■ Supplied information ■
** begin **

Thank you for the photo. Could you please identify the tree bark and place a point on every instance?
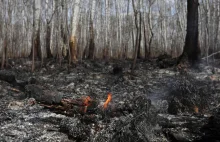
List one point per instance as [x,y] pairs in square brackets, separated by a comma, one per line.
[191,51]
[91,30]
[73,43]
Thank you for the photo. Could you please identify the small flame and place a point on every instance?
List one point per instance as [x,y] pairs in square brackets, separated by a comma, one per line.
[86,103]
[107,101]
[196,109]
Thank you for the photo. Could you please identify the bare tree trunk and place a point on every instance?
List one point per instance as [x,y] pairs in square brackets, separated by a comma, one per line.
[73,42]
[36,49]
[91,30]
[48,32]
[137,42]
[191,50]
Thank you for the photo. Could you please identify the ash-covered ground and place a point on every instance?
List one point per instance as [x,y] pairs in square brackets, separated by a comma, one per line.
[153,104]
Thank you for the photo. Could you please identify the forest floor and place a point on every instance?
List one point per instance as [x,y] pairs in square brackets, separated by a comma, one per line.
[152,104]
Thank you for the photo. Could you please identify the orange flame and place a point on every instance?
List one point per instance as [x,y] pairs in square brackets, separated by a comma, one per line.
[196,109]
[107,101]
[86,103]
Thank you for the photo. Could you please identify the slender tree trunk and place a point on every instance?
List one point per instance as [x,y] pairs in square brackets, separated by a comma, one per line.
[191,50]
[48,32]
[91,31]
[36,49]
[73,42]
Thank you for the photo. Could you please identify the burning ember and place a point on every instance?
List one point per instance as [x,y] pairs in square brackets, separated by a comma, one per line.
[86,103]
[196,109]
[107,101]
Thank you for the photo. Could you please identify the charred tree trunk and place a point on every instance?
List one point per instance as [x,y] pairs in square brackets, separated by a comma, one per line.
[191,51]
[139,42]
[91,42]
[4,53]
[48,36]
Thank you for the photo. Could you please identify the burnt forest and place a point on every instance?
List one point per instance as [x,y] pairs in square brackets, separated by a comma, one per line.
[109,71]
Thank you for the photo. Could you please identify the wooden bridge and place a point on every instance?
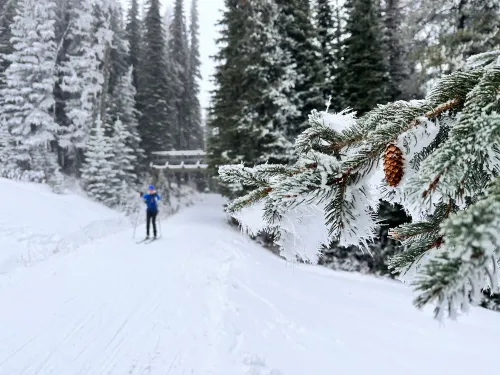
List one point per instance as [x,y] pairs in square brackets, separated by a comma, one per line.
[180,161]
[187,167]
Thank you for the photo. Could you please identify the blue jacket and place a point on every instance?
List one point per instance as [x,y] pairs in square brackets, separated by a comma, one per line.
[151,200]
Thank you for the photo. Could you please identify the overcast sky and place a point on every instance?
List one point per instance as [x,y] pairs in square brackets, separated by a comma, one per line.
[210,12]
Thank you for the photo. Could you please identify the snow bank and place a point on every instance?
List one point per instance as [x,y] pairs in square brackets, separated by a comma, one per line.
[36,223]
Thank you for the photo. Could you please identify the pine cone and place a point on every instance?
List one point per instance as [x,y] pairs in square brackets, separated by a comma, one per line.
[393,165]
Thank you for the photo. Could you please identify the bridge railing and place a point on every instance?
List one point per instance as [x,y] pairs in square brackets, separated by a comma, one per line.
[179,160]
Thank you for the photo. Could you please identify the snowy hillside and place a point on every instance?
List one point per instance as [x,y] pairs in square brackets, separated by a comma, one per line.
[204,300]
[36,224]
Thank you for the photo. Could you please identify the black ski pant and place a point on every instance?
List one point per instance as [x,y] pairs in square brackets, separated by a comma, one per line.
[151,216]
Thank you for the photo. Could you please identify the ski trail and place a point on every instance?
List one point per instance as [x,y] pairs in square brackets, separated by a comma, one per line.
[205,300]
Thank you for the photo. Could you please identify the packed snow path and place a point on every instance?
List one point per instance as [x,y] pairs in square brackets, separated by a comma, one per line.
[205,300]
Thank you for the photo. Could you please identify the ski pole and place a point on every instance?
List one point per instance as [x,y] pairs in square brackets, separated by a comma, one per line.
[136,221]
[159,225]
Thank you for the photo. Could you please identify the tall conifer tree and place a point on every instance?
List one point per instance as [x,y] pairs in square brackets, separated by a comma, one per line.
[153,92]
[364,70]
[178,59]
[195,135]
[133,30]
[28,99]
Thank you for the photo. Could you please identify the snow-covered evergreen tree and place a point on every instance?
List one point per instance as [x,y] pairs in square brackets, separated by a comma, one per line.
[98,173]
[154,88]
[119,52]
[437,157]
[396,52]
[299,41]
[80,79]
[325,28]
[195,132]
[133,30]
[168,17]
[124,109]
[7,13]
[124,158]
[28,99]
[178,60]
[225,139]
[364,69]
[267,86]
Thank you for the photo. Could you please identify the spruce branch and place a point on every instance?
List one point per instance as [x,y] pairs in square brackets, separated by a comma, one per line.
[467,262]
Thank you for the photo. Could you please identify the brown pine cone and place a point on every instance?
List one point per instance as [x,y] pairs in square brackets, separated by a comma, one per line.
[393,165]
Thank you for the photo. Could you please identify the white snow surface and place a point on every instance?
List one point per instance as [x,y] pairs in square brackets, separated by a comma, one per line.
[206,300]
[36,224]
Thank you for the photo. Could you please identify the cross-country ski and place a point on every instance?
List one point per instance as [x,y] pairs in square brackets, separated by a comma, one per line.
[249,187]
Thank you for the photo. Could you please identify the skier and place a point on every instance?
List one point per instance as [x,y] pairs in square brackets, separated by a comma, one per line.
[151,200]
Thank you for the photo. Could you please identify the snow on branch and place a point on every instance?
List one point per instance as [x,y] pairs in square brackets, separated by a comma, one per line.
[438,157]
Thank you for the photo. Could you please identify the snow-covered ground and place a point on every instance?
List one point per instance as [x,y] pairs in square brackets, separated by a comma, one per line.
[206,300]
[36,224]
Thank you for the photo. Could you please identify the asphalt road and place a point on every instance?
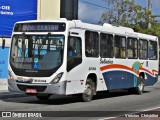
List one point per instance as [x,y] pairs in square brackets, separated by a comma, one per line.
[104,105]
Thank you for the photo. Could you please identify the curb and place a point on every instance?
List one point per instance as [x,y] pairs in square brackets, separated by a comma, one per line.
[5,95]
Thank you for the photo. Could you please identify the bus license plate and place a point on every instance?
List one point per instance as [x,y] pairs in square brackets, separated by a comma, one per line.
[28,90]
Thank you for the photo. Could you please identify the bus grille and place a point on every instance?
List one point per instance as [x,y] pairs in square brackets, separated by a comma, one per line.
[38,88]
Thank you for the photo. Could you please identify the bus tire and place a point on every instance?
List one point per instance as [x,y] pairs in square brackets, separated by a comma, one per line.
[140,85]
[88,92]
[42,97]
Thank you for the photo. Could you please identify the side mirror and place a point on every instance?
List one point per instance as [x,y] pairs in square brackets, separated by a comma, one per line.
[3,43]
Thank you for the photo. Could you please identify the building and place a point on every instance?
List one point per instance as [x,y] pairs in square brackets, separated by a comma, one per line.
[21,10]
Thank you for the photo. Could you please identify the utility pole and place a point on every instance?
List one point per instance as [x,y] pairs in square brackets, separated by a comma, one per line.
[149,13]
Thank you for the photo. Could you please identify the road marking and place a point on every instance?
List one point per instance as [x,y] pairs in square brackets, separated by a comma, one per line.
[108,118]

** end **

■ Set task ■
Reproduce exactly the line containing "plate and place a point on every instance?" and every line after it through the end of the records above, and nothing else.

■ Task result ■
Thank you for the photo. Could you please identify the bus license plate and place a point on every instance?
List one point per instance as [x,y] pairs in square brackets, separated by a comma, one per line.
[28,90]
Thank you for the photo. Could you please identify the bus grille and place a point on every instance?
List one point per instance as [x,y] pairs in square brackets, separated by a comma, one per line.
[38,88]
Thank you for the photo. Could you please identify the bus tire and place a point on every instance?
List one point per instance as [x,y] pairs in square brackets, separated by a comma, one per line.
[140,85]
[88,92]
[42,97]
Thank you for the photo. Could you please identify the side mirror and place a point on every instance?
List one point per instance as [x,y] pairs in square brackets, separated by a comma, one per line.
[3,43]
Thank you for the photo. Could you please identify the building and place a point on every instance?
List one point per instance as [x,y] pairs in square brackets, separated by a comma, one per line.
[21,10]
Thank you for the photo. Could you please identify the utility pole and place a point on every instance?
List one point per instance as [x,y] pairs in square brackets, separated by a comma, one per line.
[149,13]
Thank you for the photo. Could you please identify the road marking and place a point on every instance?
List one point per instance as [x,y] pairs in square brackets, separated by a comma, one per line.
[108,118]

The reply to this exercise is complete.